→ **RECORDS FOR THE TASK**

--- --- ---

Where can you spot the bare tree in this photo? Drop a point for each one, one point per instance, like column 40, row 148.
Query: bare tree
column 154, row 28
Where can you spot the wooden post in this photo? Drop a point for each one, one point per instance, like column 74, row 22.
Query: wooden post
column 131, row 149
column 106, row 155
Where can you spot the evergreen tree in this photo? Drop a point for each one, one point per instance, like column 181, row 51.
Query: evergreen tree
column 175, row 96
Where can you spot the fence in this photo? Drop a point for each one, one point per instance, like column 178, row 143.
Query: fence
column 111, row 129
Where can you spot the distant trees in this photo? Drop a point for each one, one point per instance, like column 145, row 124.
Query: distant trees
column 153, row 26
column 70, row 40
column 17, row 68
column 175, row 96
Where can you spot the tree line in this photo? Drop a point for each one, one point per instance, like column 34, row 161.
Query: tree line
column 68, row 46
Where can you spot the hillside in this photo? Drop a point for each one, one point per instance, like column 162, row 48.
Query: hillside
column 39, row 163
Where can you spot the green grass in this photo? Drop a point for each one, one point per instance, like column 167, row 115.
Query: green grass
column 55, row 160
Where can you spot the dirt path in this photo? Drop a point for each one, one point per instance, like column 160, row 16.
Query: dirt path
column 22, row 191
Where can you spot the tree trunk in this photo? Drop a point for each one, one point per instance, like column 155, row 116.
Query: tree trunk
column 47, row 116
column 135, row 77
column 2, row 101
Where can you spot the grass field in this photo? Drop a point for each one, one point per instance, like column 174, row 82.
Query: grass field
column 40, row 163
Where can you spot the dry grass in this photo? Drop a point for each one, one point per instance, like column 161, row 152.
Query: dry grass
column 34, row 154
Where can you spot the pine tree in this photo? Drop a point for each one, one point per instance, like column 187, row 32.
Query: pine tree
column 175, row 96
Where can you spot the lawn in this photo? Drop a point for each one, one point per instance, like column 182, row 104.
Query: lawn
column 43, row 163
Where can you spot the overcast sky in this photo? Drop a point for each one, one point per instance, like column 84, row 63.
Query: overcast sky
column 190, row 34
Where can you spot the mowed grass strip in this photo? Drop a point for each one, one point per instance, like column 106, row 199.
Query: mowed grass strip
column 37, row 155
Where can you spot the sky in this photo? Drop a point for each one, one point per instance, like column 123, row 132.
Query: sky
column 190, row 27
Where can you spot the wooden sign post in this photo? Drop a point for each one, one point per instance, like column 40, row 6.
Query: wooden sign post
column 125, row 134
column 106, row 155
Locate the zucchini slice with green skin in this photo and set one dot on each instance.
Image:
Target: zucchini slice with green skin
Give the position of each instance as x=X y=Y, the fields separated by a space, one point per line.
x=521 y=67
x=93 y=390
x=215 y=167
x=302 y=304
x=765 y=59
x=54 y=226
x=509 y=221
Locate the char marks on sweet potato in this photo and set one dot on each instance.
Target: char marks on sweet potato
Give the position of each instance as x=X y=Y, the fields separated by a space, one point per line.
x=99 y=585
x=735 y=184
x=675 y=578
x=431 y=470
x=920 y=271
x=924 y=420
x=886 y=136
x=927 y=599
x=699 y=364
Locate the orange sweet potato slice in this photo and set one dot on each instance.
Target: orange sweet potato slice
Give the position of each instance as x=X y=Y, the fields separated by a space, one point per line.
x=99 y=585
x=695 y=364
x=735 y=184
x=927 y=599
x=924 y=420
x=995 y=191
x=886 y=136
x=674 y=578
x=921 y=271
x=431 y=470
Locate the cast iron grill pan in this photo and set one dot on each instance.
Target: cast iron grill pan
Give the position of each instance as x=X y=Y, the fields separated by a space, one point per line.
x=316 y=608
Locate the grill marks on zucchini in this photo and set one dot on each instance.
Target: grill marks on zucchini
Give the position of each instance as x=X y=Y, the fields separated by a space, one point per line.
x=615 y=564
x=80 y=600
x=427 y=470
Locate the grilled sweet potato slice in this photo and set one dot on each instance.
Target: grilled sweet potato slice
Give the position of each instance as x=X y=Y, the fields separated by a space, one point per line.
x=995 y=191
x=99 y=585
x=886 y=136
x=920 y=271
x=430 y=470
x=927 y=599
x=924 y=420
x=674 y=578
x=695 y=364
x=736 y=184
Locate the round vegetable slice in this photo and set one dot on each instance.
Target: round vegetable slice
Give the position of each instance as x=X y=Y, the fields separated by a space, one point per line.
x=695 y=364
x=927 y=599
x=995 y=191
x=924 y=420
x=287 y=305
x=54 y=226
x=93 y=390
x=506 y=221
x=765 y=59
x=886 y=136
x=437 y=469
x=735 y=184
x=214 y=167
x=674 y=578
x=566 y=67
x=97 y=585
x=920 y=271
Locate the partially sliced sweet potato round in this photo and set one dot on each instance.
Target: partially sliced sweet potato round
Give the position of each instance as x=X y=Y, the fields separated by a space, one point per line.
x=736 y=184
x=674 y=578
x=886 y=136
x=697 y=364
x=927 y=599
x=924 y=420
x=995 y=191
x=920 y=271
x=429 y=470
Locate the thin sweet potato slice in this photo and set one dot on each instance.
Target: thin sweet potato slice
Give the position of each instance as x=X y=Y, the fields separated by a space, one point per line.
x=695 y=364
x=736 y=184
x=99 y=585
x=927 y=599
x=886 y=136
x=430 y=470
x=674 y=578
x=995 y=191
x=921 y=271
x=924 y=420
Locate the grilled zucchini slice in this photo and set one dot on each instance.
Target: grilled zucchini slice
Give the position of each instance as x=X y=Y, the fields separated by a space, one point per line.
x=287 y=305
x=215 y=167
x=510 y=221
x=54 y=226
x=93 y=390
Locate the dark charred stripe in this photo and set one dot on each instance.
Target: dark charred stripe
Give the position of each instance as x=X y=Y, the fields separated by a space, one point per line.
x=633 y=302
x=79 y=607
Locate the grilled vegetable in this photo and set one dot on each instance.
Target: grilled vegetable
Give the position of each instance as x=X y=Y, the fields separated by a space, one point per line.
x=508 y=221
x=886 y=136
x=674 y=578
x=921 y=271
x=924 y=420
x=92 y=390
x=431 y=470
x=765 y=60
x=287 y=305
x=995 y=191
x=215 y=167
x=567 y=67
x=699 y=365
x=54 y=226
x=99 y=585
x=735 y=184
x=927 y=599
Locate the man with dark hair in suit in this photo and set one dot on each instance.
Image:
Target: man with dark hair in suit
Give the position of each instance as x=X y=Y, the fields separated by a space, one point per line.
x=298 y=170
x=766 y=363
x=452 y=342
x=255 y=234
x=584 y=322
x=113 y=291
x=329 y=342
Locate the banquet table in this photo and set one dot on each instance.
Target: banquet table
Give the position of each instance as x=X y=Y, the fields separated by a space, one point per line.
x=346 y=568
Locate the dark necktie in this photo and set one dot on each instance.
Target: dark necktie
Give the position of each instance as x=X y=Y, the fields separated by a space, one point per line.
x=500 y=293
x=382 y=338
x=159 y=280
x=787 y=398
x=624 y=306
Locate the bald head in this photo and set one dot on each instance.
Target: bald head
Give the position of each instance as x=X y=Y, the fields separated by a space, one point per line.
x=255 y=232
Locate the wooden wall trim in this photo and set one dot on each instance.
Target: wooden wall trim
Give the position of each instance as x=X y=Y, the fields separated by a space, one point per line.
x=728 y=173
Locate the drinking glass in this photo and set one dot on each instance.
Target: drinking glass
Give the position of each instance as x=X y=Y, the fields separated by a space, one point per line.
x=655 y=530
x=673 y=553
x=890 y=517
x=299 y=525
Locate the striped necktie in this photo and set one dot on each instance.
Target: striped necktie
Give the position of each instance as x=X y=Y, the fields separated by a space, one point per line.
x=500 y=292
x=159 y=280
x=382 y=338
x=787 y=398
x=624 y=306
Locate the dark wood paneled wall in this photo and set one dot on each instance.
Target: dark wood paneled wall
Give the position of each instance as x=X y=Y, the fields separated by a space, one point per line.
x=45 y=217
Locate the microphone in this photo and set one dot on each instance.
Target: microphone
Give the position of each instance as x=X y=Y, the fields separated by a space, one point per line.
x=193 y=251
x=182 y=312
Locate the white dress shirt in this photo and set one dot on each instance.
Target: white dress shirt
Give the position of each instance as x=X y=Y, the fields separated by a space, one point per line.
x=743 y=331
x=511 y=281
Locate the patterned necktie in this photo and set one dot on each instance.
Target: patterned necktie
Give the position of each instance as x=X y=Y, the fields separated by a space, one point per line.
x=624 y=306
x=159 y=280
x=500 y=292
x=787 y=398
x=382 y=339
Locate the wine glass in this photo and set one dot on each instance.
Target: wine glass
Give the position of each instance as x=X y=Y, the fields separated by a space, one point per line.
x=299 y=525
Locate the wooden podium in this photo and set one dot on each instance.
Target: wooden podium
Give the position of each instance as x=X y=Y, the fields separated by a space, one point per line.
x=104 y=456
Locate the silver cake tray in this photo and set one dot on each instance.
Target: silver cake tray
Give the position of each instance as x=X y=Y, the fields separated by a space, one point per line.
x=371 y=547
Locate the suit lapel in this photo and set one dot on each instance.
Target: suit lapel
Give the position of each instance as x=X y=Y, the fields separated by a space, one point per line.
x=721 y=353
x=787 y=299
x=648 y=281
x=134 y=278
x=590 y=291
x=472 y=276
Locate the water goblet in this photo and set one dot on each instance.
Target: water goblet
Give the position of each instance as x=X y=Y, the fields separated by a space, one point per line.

--- --- ---

→ **GIVEN TASK**
Rewrite the part of the records that opens with the line containing "Locate the dark wood" and closes with the line containing "x=511 y=281", keeping every line in order. Shift each answer coordinate by adding 111 to it, and leave all other text unchanged.

→ **WRITTEN SOLUTION**
Locate the dark wood paneled wall in this photo and set one dot on each instance.
Target: dark wood paneled wall
Give the position of each instance as x=X y=Y, the fields separated by a space, one point per line.
x=156 y=328
Locate the microphone in this photo and set one dot on each instance.
Target: microphone
Give the position of each instance as x=X y=Y, the fields separated by a space, one point per line.
x=304 y=362
x=293 y=423
Locate the white dress shirt in this photo and set one dot on each instance.
Target: white dress shirt
Give the position of each instance as x=X y=Y, the fields separated by a space, one point per line.
x=854 y=442
x=622 y=392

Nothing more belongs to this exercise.